Work to be completed |
Could you transcribe every record below exactly as written, leaving out any pictures?

Data for this exercise |
-- start --
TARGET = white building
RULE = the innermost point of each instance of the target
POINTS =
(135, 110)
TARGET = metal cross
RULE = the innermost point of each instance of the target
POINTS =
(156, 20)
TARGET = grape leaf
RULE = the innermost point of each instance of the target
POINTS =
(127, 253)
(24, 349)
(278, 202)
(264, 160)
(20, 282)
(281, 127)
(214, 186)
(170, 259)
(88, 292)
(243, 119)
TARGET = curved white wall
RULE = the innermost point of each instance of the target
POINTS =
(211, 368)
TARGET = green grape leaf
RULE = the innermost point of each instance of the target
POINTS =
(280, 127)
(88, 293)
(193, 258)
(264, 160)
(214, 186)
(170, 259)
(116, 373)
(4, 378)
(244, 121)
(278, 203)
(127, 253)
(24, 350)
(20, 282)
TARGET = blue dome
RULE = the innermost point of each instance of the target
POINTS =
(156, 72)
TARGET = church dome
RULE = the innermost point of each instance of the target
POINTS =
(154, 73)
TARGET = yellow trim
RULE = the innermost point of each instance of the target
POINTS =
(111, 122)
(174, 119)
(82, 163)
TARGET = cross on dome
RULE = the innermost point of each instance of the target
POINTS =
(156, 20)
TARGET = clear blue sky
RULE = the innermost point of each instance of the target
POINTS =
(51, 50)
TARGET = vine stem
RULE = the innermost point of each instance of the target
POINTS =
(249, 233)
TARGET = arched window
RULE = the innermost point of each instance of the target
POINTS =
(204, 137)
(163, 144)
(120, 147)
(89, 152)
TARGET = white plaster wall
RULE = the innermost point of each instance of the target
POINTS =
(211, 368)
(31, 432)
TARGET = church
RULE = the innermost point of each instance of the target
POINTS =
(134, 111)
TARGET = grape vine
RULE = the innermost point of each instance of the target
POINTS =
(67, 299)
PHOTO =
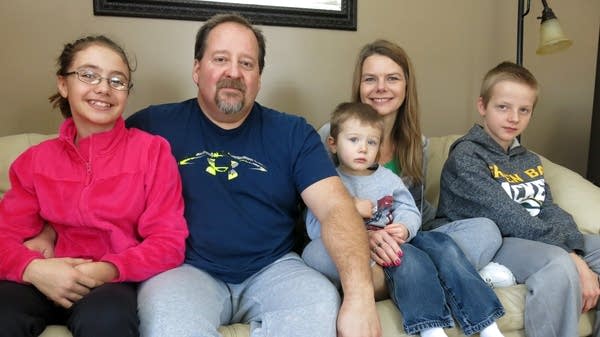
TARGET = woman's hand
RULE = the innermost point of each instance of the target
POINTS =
(43, 242)
(398, 231)
(364, 207)
(385, 250)
(59, 280)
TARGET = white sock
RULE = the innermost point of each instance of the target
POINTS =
(491, 331)
(433, 332)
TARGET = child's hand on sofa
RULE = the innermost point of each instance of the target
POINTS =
(43, 242)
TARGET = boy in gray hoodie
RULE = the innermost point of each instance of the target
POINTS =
(488, 173)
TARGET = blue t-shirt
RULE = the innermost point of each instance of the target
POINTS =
(242, 186)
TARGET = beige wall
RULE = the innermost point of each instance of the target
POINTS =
(452, 44)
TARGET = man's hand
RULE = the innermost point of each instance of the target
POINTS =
(43, 242)
(364, 207)
(590, 287)
(358, 318)
(102, 272)
(398, 231)
(59, 280)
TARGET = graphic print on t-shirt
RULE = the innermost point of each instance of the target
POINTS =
(529, 194)
(223, 162)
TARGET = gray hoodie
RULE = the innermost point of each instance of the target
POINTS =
(480, 179)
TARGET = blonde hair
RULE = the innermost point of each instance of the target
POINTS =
(507, 71)
(406, 131)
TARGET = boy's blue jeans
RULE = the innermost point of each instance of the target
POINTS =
(434, 283)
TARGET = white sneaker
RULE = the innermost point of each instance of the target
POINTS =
(497, 275)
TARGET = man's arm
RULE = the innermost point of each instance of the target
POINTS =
(345, 238)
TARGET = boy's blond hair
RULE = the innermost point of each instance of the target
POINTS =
(361, 111)
(507, 71)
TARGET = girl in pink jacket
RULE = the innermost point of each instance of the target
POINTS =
(110, 196)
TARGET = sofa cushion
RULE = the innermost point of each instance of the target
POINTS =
(10, 148)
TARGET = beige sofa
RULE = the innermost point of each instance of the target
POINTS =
(571, 191)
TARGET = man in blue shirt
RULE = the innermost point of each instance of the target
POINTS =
(245, 168)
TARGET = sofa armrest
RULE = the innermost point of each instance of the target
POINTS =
(575, 195)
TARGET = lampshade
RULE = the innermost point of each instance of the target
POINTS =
(552, 38)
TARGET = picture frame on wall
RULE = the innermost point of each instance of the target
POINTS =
(322, 14)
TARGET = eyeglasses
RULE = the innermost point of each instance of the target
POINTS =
(116, 82)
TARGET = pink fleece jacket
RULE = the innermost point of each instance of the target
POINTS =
(115, 198)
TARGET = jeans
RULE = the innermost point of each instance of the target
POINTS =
(479, 239)
(434, 282)
(108, 310)
(286, 298)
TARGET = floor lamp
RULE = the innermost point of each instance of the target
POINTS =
(552, 38)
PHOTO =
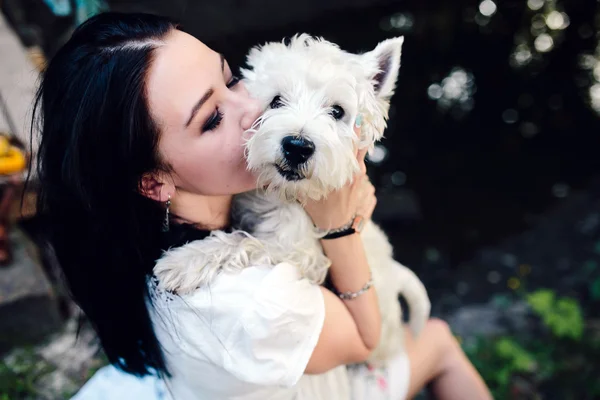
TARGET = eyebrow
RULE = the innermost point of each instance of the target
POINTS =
(204, 98)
-- end --
Exercise response |
TARGET = white building
RULE = the innermost point of each instance of the target
POINTS =
(135, 110)
TARGET = metal cross
RULE = the innermost point of each instance of the target
POINTS =
(156, 20)
TARGET = grape leaf
RULE = the innermost point of each instance of the target
POINTS =
(127, 253)
(24, 349)
(278, 202)
(264, 160)
(20, 282)
(281, 127)
(214, 186)
(170, 259)
(88, 292)
(243, 119)
TARGET = curved white wall
RULE = the innermost point of each instance of the target
POINTS =
(211, 368)
TARGET = green grape leaf
RULE = the innermost point of each instance of the target
POINTS =
(280, 127)
(88, 293)
(193, 258)
(264, 160)
(214, 186)
(170, 259)
(116, 373)
(4, 378)
(244, 121)
(278, 203)
(127, 253)
(24, 350)
(20, 282)
TARGET = blue dome
RULE = the innermost point of each instance of the target
POINTS =
(156, 72)
TARGET = church dome
RULE = the innermost point of each instance of the target
POINTS =
(154, 73)
TARGET = yellow trim
RULE = the innermost point of each instance of the target
POINTS =
(111, 122)
(174, 119)
(82, 163)
TARGET = cross on dome
RULE = the innermost point of each instance of the target
POINTS =
(156, 20)
TARGET = clear blue sky
RULE = the innermost point of each instance of the target
POINTS =
(51, 50)
TARGET = vine stem
RULE = the innermost point of each instance of the target
POINTS =
(249, 233)
TARGET = arched window
RULE = the innermost point of each instance of the target
POINTS =
(204, 137)
(163, 144)
(120, 147)
(89, 152)
TARGET = white plaster wall
RULE = the innermost point of each instance of the target
POINTS =
(211, 368)
(31, 432)
TARGET = church
RULE = the innermost point of each instance of the target
POINTS =
(134, 111)
TARGET = grape vine
RULE = the innermost point of each instance of the target
POINTS =
(67, 299)
PHOTO =
TARGET = woman's hand
RULE = the innermost point of each instance of the target
POINTS =
(43, 242)
(398, 231)
(364, 207)
(385, 250)
(59, 280)
TARGET = white sock
RULE = the innermost point of each instance of the target
POINTS =
(491, 331)
(433, 332)
TARGET = child's hand on sofa
RULE = the innermost point of each instance of the target
POINTS =
(43, 242)
TARGET = boy in gray hoodie
RULE = the innermost point of each instance of the target
POINTS =
(488, 173)
TARGET = blue t-shirt
RULE = the innermost point of each instance of the target
POINTS =
(242, 186)
TARGET = beige wall
RULE = the innermost point of each instance of the target
POINTS =
(452, 44)
TARGET = man's hand
RULE = the innermost point of each instance of the target
POINTS =
(43, 242)
(364, 207)
(590, 287)
(358, 318)
(102, 272)
(398, 231)
(59, 280)
TARGET = graphic print on t-shirt
RULE = the innermost point of each instance of the target
POINTS =
(529, 194)
(223, 162)
TARGET = gray hoodie
RULE = the innermost point of each instance of the target
POINTS =
(480, 179)
TARGET = blonde hair
RULE = the innermost point of each instance of the target
POINTS =
(507, 71)
(406, 131)
TARGET = boy's blue jeans
RULE = the innermost point of each instance of the target
POINTS =
(434, 283)
TARGET = white sneaker
RULE = the innermost point of each instance of the target
POINTS =
(497, 275)
TARGET = man's arm
RULE = the innermost point of each instance of the target
POINTS =
(345, 238)
TARGET = boy's blond hair
RULE = the innermost point of each instance of the target
POINTS =
(361, 111)
(507, 71)
TARGET = girl in pink jacket
RULE = the innermost point of each instance of the target
POINTS =
(110, 196)
TARGET = sofa cushion
RULE = the innermost point of each instance of the target
POINTS =
(10, 148)
TARGET = beige sofa
RULE = the innermost point of each instance of the target
POINTS =
(571, 191)
TARGET = man in blue shirt
RULE = the innermost point of each instance of the target
POINTS =
(245, 168)
TARGET = sofa armrest
RULE = the innermost point of each instance of the target
POINTS =
(575, 195)
TARGET = lampshade
RULE = the innermost point of each instance of the target
POINTS =
(552, 38)
TARGET = picture frame on wall
RULE = the innermost point of each instance of the target
POINTS =
(322, 14)
TARGET = eyeglasses
RULE = the innermost point of each instance of the target
POINTS =
(116, 82)
TARGET = pink fleece jacket
RULE = the innermost point of each instance of the target
POINTS =
(115, 198)
TARGET = jeans
RULE = the innermost point of each instance of the target
POINTS =
(479, 239)
(434, 282)
(108, 310)
(286, 298)
TARGET = floor lamp
RULE = the innermost point of each instance of the target
POINTS =
(552, 38)
PHOTO =
TARGET = eyebrow
RULE = the innermost point of each instance of the target
POINTS =
(204, 98)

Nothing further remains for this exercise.